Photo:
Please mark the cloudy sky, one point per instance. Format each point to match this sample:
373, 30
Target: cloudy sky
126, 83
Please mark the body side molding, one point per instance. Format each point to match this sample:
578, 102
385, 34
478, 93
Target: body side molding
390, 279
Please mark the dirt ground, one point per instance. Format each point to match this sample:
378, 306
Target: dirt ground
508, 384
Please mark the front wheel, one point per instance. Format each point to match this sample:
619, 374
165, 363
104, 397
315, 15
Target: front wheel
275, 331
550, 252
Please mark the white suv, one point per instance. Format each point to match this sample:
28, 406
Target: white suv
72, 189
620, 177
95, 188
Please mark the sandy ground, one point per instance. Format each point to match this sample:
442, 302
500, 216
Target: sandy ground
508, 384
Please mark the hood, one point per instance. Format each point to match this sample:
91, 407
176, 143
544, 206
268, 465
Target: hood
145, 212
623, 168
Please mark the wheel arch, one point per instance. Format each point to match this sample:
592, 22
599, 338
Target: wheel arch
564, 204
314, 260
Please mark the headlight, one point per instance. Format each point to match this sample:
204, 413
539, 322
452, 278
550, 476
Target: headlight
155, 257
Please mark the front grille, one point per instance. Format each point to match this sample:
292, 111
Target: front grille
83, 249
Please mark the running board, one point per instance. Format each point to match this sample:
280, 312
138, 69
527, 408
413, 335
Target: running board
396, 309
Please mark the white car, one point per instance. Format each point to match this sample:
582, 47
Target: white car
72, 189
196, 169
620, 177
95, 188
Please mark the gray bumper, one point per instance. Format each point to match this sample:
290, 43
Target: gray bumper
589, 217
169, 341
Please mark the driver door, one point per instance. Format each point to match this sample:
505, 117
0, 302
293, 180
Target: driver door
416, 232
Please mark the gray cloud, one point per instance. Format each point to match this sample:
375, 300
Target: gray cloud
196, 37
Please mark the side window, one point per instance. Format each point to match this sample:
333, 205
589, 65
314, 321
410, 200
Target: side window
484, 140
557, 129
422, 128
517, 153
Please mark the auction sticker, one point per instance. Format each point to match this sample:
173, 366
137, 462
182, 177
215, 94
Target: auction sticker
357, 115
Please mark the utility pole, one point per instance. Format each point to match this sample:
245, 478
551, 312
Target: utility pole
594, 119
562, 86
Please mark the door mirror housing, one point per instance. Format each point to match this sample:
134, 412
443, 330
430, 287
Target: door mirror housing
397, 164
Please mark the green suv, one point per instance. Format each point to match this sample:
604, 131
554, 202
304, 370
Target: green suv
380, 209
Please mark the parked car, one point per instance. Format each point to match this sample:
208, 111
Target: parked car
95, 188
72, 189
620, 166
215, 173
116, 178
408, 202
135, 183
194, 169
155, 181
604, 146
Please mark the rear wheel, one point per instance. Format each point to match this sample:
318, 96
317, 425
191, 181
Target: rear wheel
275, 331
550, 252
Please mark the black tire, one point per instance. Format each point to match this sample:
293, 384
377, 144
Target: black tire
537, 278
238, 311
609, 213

────────

--- REQUIRED WORK ---
Format every line of the entries above as a JSON list of strings, one string per line, omitting blank lines.

--- CORRECT OUTPUT ---
[
  "Photo:",
  "Please mark the cloudy sky, one point per instance. Format each point to match this sample:",
  "373, 30",
  "Target: cloudy sky",
  "126, 83",
  "Please mark the body side molding, one point per instance. Format each point to match this sample:",
  "578, 102",
  "385, 34",
  "478, 93",
  "Target: body side molding",
  "390, 279",
  "Please mark the dirt ground, one point per instance. Format each point to match this sample:",
  "378, 306",
  "Target: dirt ground",
  "508, 384",
  "Please mark the front wheel, one point per instance. Format each point to match this sample:",
  "619, 374",
  "165, 363",
  "104, 397",
  "315, 15",
  "Target: front wheel",
  "275, 331",
  "550, 252",
  "Please mark the white suv, one point per instance. Format each point to match this sample:",
  "28, 406",
  "Target: white suv",
  "72, 189",
  "620, 177",
  "95, 188",
  "Please mark the sandy ground, one point per instance. Format each point to match this sample:",
  "442, 302",
  "500, 216",
  "Target: sandy ground",
  "508, 384",
  "Please mark the hood, one point per instance. Format each point to match this sample:",
  "91, 407",
  "176, 143",
  "544, 206",
  "268, 465",
  "Target: hood",
  "145, 212",
  "623, 168",
  "Please mark the wheel arch, one point per instance. Format each point to match this sample:",
  "592, 22",
  "599, 338",
  "Target: wheel arch",
  "564, 204",
  "314, 260",
  "Please mark the headlight, one point per instance. Format each point to match this sample:",
  "204, 413",
  "539, 322",
  "452, 278",
  "550, 476",
  "Target: headlight",
  "155, 257",
  "Please mark the front grille, one point per instance. Format each point to match this sample:",
  "292, 111",
  "Target: front grille",
  "83, 249",
  "Please mark the running board, one point per instance. Format each point to match this sample:",
  "280, 312",
  "138, 69",
  "527, 408",
  "413, 335",
  "Target: running board",
  "396, 309",
  "Please mark the white car, one point per instance. Format each point to match this sample:",
  "582, 47",
  "Target: white car",
  "72, 189",
  "196, 169",
  "620, 177",
  "95, 188",
  "Please mark the gray bumper, one point per instance. Format each point to match this sample:",
  "290, 43",
  "Target: gray bumper",
  "589, 217",
  "169, 341",
  "Please mark the driver door, one point per instance. Format each point to match this sample:",
  "505, 117",
  "0, 302",
  "293, 180",
  "Target: driver door",
  "416, 232",
  "Please mark the gray cloud, one point per instance. Format each point to match this sample:",
  "375, 300",
  "Target: gray cloud",
  "196, 37",
  "Please mark the side window, one point per instance. Format each point to match this sample:",
  "333, 205",
  "589, 65",
  "314, 321",
  "410, 200",
  "Target: side window",
  "484, 140",
  "557, 129",
  "422, 128",
  "517, 153",
  "Please mark the auction sticker, one point per instance. Format each point to match this sample:",
  "173, 366",
  "137, 462",
  "182, 177",
  "215, 94",
  "Target: auction sticker",
  "357, 115",
  "Please mark the utility pole, one point per instance. Format each point to match this sample:",
  "245, 478",
  "551, 312",
  "Target: utility pole",
  "594, 119",
  "562, 86",
  "Please mark the door mirror housing, one point per instance. Format each point to match this sample:",
  "134, 412",
  "443, 330",
  "430, 287",
  "Target: door mirror housing",
  "397, 164",
  "Please mark the green suv, one point per instance. Format each point to match this sample:",
  "604, 131",
  "554, 202",
  "304, 370",
  "Target: green suv",
  "380, 209",
  "Please mark the parked car, one point per instance. Format each point to match this sample:",
  "208, 111",
  "Target: parked car",
  "95, 188",
  "72, 189",
  "620, 166",
  "215, 173",
  "116, 178",
  "408, 202",
  "135, 183",
  "194, 169",
  "155, 181",
  "604, 146",
  "Please mark the rear wheel, one point per instance. Format each point to match this sample:",
  "318, 96",
  "317, 425",
  "191, 181",
  "Target: rear wheel",
  "275, 331",
  "550, 252",
  "Please mark the black tire, one point per instance. Format each point to match this sample:",
  "293, 384",
  "377, 144",
  "Target: black tire",
  "537, 278",
  "238, 311",
  "609, 213"
]